● ACTION ITEM A:
From the baculovirus patent excerpt, write out the text from "The intracellular route" up to and including "localisation in vivo.".
● ACTION ITEM B:
What are the steps of the method in claim 1 of the baculovirus patent excerpt? List all of them.
● ACTION ITEM C:
In the baculovirus patent excerpt, how long after in vivo injection into rat brain was the virus still clearly seen?

● SUPPLIED PASSAGE:
━━━━━━

The intracellular route of vp39EGFP virus was followed by monitoring EGFP-tagged capsids and fluorescently labelled cellular compartments by confocal microscopy. Both EAHY and HepG2 cells were transduced for various time periods and the co-localisation of the virus with an early endosome antigen 1 (EEA1 ) was studied.

In HepG2 cells, the virus particles were present in nuclei 4 h p.t, shpowing that intact capsids were translocated to the nucleus after the release from the early endosomes. Electron microscopy of EAHY cells confirmed that no virus particles were present in the nuclei 4 h p.t. Visualisation in Rat Brain

The virus was still clearly seen 7 h after in vivo injections into the right corpus callosum of rat brain near the injection site. Thus, vp39EGFP baculovirus can be used for immediate analysis of virus localisation in vivo.

Claims

1. A method for selecting a target gene, which comprises the steps of: (i) generating a library of genes or genomic fragments cloned in baculovirus as a vector; (ii) transforming a host cell with the vector; and

(iii) detecting gene expression under predetermined conditions.

2. A method according to claim 1 , wherein the predetermined conditions comprise a set of different conditions under which expression of the target gene may or may not be detected.

3. A method according to claim 2, wherein the different conditions comprise limiting dilution.

4. A method according to any preceding claim, wherein step (iii) comprises identification of a phenotype.

━━━━━━

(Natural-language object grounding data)
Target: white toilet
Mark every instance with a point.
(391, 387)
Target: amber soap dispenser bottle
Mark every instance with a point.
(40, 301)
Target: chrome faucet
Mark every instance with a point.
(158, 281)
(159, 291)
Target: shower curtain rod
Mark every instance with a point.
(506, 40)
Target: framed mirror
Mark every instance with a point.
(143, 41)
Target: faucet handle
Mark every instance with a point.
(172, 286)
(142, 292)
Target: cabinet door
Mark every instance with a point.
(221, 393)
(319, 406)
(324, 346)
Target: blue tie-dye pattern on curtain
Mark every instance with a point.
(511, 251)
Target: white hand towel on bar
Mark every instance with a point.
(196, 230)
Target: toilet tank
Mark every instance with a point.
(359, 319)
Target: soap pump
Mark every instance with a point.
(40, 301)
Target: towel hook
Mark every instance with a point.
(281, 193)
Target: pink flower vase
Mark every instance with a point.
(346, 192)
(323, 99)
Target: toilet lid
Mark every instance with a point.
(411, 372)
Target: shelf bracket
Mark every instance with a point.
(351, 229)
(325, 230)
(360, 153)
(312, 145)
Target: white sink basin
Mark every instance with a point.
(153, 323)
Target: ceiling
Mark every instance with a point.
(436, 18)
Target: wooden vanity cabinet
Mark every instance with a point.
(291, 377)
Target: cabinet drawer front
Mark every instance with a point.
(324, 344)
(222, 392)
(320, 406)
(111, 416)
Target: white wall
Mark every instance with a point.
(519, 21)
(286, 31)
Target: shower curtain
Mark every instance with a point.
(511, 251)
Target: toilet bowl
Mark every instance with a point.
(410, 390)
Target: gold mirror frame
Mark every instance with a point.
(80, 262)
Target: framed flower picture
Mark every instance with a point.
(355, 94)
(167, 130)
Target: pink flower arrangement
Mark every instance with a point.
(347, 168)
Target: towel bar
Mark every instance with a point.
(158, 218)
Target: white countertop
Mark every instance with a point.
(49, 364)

━━━━━━

● EXERCISE OUTPUT A:
The intracellular route of vp39EGFP virus was followed by monitoring EGFP-tagged capsids and fluorescently labelled cellular compartments by confocal microscopy. Both EAHY and HepG2 cells were transduced for various time periods and the co-localisation of the virus with an early endosome antigen 1 (EEA1 ) was studied.

In HepG2 cells, the virus particles were present in nuclei 4 h p.t, shpowing that intact capsids were translocated to the nucleus after the release from the early endosomes. Electron microscopy of EAHY cells confirmed that no virus particles were present in the nuclei 4 h p.t. Visualisation in Rat Brain

The virus was still clearly seen 7 h after in vivo injections into the right corpus callosum of rat brain near the injection site. Thus, vp39EGFP baculovirus can be used for immediate analysis of virus localisation in vivo.

● EXERCISE OUTPUT B:
(i) Generating a library of genes or genomic fragments cloned in baculovirus as a vector
(ii) Transforming a host cell with the vector
(iii) Detecting gene expression under predetermined conditions

● EXERCISE OUTPUT C:
7 h after injection, near the injection site.